- What to do
Return every line in the rows below that contains the string "dark". Matching is case-sensitive.

- Record set
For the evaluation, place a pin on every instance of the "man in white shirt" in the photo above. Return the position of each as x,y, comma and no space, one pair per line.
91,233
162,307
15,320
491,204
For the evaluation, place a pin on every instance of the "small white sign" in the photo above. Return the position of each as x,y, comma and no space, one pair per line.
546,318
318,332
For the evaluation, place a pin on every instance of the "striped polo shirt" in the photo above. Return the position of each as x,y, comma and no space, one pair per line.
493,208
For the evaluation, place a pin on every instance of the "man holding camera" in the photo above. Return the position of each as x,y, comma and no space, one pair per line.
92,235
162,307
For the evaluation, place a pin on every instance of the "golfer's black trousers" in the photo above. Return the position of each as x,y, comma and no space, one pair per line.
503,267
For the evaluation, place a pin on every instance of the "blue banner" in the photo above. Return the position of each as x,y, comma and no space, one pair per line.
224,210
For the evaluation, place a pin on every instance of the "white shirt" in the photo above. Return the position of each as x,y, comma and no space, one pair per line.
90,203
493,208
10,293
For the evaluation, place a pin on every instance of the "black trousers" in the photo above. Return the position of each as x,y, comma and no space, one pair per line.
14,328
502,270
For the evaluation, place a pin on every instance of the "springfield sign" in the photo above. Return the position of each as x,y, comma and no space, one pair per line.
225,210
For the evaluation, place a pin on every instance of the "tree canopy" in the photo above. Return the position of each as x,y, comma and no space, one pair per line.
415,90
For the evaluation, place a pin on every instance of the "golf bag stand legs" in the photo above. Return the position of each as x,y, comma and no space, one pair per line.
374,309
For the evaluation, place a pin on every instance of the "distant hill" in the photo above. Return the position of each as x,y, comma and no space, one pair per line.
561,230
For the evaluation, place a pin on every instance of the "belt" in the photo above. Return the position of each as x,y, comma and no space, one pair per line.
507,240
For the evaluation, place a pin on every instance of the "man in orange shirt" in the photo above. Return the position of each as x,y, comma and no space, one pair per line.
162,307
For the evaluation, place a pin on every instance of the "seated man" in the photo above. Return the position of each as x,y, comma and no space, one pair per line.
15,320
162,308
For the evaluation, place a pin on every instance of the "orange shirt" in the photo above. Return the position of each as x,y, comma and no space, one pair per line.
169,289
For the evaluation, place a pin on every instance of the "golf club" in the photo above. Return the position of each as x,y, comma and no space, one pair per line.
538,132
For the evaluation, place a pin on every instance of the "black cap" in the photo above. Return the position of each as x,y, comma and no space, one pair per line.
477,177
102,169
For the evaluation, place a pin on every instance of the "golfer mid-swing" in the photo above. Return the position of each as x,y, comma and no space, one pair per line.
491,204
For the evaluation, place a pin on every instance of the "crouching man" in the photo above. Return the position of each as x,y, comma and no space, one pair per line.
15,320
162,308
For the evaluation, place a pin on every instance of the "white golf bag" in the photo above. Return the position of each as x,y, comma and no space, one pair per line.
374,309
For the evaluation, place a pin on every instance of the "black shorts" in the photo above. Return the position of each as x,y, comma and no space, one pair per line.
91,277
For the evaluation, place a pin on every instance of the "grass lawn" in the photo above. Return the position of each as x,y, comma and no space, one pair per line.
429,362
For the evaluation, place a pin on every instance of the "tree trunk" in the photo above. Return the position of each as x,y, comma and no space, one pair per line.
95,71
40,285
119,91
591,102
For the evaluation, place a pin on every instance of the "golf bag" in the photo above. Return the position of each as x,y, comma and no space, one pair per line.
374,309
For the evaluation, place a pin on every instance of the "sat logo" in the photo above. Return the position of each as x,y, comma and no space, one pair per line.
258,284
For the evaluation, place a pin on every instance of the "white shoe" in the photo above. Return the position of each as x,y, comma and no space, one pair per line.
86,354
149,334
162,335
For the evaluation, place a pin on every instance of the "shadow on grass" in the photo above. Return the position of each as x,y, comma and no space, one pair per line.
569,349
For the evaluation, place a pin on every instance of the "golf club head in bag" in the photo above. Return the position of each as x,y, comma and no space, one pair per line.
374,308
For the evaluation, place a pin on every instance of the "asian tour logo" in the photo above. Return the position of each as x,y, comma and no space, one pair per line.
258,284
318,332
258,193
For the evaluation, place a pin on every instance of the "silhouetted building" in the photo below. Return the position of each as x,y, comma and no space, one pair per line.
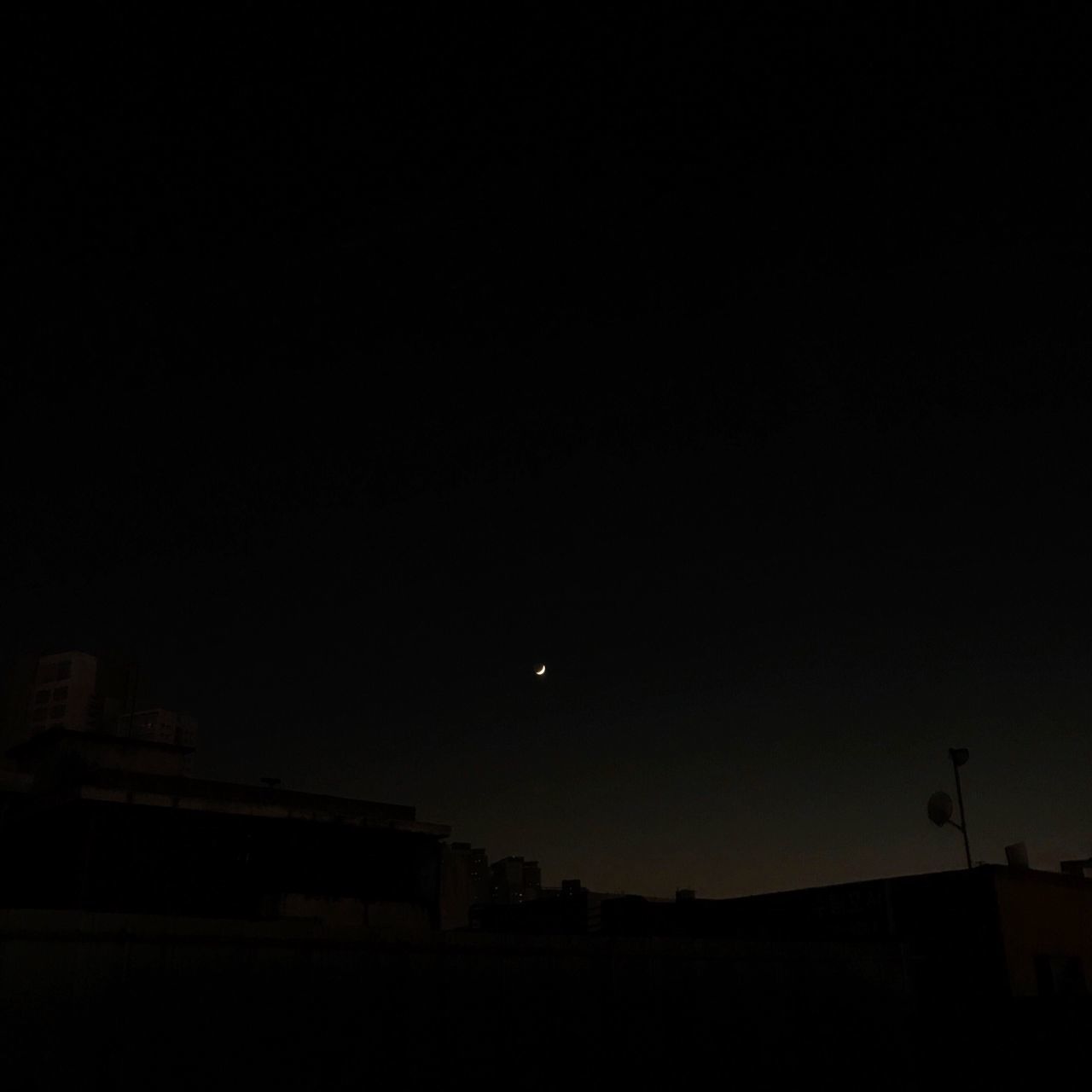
456,886
514,881
71,690
102,822
165,726
480,878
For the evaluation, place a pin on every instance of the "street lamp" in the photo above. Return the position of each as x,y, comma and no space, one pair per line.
940,804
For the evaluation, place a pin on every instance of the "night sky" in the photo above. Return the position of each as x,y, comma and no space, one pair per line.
730,365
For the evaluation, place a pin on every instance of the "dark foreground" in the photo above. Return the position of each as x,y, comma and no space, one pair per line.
116,1002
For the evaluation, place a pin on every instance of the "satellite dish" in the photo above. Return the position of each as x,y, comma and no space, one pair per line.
940,808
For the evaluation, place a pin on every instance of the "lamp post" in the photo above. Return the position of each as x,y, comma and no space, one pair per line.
940,804
959,757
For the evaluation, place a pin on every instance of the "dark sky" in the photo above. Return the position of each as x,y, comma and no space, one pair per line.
732,365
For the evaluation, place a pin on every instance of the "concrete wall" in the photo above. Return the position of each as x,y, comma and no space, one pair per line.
1044,916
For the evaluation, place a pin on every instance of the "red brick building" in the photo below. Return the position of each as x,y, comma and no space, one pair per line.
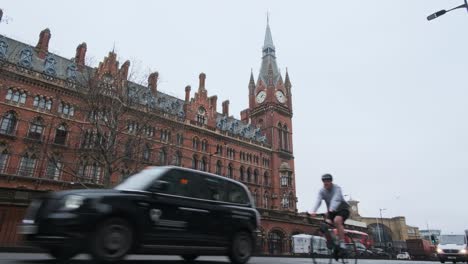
44,140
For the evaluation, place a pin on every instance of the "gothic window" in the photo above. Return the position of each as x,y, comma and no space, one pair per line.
242,176
256,176
265,179
204,145
26,58
54,169
195,143
16,96
3,160
177,159
146,153
204,164
3,48
8,123
201,116
36,128
265,200
90,172
286,137
284,179
66,109
49,65
280,135
194,162
71,72
61,135
180,139
162,157
285,201
27,165
219,167
230,171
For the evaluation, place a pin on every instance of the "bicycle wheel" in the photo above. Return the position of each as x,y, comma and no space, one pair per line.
321,249
351,254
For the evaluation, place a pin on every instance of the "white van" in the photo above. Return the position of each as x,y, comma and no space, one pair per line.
452,248
308,244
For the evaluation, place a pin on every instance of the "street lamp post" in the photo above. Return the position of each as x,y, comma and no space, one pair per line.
443,11
383,229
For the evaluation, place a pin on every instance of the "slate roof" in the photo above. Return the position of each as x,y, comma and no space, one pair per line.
56,66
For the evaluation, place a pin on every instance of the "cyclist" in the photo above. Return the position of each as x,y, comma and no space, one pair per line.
338,208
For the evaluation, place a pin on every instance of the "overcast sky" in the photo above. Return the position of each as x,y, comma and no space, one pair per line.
380,94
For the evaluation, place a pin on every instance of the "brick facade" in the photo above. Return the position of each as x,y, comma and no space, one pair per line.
44,122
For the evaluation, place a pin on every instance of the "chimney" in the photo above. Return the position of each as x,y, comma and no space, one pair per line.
153,82
43,43
80,54
124,70
226,108
187,93
202,78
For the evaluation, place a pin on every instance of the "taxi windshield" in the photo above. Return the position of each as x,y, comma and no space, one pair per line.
141,180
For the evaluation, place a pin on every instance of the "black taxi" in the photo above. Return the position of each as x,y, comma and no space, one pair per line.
160,210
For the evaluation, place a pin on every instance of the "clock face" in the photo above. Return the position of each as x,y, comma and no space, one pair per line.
261,96
280,96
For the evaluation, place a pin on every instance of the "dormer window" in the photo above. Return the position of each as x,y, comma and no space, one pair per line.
201,116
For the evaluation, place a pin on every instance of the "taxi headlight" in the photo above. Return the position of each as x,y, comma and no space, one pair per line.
72,202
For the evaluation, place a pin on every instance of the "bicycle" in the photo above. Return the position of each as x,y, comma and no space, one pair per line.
331,251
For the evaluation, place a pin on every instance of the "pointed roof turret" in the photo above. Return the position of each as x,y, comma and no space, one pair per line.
269,72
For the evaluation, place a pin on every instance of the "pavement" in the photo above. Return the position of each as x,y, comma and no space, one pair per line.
25,258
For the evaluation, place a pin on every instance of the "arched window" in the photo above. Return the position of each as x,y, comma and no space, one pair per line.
249,175
275,242
286,137
3,160
162,157
230,171
219,167
280,135
265,200
204,145
203,164
265,179
27,165
194,162
195,143
256,176
242,176
36,129
285,201
8,123
61,135
54,169
177,159
146,153
291,200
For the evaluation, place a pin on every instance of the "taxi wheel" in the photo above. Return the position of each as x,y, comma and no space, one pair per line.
62,253
241,248
189,258
112,240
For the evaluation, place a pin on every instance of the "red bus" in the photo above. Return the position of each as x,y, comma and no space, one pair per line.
357,236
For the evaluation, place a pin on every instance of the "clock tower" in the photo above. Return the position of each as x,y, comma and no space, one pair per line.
270,110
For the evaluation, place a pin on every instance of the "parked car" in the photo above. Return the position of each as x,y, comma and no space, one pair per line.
404,255
161,210
452,248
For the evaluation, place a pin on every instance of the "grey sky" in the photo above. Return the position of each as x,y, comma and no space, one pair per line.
379,93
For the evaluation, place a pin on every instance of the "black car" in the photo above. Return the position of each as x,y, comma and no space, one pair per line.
161,210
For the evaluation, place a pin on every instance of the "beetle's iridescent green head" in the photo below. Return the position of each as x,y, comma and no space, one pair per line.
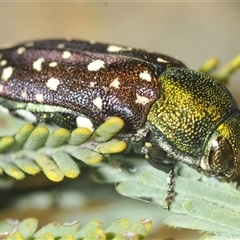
222,151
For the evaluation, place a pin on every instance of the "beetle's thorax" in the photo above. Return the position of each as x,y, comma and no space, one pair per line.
189,109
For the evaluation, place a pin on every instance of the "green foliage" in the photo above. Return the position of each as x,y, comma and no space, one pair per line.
201,203
35,149
119,230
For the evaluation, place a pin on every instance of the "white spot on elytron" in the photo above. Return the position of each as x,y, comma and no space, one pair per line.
4,110
52,83
84,122
66,54
3,63
24,95
142,100
37,65
115,83
145,76
162,60
28,116
92,84
53,64
61,45
21,50
7,73
95,65
29,44
39,97
114,48
98,102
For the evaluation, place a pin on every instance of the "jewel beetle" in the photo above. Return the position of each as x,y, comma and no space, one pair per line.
168,110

- Response
For the evaluation, place a pin on every instance of the "dark foreground" in the photo above. Return the position of each as x,y, comma and no space, one pair per line.
For the evaluation, place a pin on every instance of the "dark sky" in the photo above. Return the position of each as x,y, comma and no space, one pair per line.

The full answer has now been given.